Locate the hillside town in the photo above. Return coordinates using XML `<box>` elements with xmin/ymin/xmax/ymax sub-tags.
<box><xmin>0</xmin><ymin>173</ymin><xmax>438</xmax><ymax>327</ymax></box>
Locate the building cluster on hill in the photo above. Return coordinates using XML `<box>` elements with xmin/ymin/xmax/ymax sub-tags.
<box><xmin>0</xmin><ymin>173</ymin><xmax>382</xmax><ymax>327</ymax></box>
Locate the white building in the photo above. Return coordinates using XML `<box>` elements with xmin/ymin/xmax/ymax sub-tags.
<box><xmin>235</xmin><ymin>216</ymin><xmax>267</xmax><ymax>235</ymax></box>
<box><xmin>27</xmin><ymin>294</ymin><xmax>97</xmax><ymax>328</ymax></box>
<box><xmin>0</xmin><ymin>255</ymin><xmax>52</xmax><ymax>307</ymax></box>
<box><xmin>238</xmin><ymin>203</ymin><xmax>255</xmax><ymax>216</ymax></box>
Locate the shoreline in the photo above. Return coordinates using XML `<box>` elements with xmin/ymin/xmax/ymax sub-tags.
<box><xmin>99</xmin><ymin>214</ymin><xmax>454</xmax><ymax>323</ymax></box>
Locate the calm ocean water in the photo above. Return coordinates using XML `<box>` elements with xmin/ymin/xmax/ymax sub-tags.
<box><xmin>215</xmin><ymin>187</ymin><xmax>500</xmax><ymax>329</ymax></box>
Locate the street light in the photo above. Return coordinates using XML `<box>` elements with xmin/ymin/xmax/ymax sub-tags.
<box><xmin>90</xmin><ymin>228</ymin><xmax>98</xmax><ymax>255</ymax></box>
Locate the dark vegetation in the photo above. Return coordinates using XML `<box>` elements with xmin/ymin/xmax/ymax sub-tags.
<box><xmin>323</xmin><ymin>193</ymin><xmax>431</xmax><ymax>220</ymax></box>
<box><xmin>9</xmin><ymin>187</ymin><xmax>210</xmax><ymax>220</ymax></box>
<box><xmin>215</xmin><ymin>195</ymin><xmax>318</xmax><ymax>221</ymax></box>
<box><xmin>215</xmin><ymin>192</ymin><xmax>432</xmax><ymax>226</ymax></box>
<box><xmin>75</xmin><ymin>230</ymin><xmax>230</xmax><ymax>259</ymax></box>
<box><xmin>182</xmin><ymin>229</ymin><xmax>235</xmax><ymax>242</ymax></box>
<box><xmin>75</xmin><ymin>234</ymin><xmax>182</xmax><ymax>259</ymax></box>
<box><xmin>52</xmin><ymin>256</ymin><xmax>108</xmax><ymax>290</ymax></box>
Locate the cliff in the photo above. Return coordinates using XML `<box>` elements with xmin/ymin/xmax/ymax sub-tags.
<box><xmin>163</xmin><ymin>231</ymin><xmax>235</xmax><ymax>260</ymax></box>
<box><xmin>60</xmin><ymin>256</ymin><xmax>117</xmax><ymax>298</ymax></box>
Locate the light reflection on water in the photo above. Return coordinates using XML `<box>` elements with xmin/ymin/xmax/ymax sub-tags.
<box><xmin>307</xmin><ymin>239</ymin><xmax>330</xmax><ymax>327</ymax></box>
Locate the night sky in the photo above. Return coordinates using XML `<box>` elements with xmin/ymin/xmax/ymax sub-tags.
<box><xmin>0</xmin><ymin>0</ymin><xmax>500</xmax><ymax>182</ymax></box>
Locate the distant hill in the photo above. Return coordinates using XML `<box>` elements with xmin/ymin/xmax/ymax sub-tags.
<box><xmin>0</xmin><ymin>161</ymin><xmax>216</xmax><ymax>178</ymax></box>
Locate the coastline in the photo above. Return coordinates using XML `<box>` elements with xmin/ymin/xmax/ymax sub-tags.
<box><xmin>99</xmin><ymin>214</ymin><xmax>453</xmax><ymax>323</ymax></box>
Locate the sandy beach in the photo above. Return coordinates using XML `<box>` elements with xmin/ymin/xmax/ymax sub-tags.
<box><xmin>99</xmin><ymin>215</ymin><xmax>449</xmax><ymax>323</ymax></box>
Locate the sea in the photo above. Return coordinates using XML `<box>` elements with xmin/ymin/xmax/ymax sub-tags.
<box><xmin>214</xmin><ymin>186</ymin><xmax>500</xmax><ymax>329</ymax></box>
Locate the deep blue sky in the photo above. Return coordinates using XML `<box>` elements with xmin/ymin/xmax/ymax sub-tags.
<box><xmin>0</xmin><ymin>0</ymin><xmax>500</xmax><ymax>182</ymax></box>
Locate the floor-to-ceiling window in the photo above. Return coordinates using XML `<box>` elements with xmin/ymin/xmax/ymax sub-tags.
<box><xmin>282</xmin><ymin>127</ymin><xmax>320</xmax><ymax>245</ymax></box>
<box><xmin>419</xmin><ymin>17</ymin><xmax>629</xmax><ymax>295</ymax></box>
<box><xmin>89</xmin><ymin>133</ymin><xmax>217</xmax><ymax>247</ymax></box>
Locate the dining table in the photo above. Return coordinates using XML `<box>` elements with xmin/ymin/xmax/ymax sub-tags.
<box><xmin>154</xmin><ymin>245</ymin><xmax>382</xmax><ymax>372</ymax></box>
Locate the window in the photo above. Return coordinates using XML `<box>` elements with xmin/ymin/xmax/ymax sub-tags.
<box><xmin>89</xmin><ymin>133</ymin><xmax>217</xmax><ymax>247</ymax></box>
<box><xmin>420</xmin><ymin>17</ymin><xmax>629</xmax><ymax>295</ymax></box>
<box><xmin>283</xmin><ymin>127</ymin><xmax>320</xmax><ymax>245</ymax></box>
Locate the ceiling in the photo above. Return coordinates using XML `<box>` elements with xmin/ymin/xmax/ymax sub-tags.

---------------

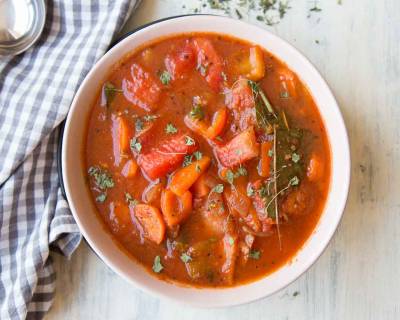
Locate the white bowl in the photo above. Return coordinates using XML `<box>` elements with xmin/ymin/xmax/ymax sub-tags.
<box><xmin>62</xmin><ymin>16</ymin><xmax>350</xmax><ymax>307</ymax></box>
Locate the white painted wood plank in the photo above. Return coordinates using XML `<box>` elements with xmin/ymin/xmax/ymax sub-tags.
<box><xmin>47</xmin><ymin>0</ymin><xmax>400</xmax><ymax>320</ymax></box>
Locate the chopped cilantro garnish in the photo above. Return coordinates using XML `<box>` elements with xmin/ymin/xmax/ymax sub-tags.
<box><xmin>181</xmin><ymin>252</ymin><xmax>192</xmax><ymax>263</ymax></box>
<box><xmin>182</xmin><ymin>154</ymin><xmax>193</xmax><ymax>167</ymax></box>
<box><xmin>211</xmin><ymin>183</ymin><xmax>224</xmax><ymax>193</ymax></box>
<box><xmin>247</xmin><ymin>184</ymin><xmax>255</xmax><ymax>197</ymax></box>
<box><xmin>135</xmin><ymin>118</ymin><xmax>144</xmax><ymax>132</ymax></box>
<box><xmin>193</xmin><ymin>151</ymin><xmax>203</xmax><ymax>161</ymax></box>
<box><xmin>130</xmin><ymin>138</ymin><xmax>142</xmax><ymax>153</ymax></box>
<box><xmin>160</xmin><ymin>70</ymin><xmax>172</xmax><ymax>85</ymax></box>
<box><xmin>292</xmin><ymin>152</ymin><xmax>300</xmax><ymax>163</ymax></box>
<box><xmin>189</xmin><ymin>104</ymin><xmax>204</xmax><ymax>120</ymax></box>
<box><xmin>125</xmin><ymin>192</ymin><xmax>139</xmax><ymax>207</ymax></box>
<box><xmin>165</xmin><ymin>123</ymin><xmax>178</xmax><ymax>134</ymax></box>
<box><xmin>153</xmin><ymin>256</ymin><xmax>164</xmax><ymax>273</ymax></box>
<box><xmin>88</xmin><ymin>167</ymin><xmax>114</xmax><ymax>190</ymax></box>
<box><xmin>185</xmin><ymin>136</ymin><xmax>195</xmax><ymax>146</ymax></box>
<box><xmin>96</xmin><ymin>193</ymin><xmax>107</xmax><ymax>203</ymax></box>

---------------

**What this task involves**
Show every line of the entries above that contains the word "window", copying each line in full. Case counts.

**Solution to the problem**
Locate the floor-to-ceiling window in the photo above. Return coordinates using XML `<box>` elements with xmin/ymin/xmax/ymax sub-tags.
Locate the window in the photo above. Return coordinates using XML `<box>` elements with xmin/ymin/xmax/ymax sub-tags.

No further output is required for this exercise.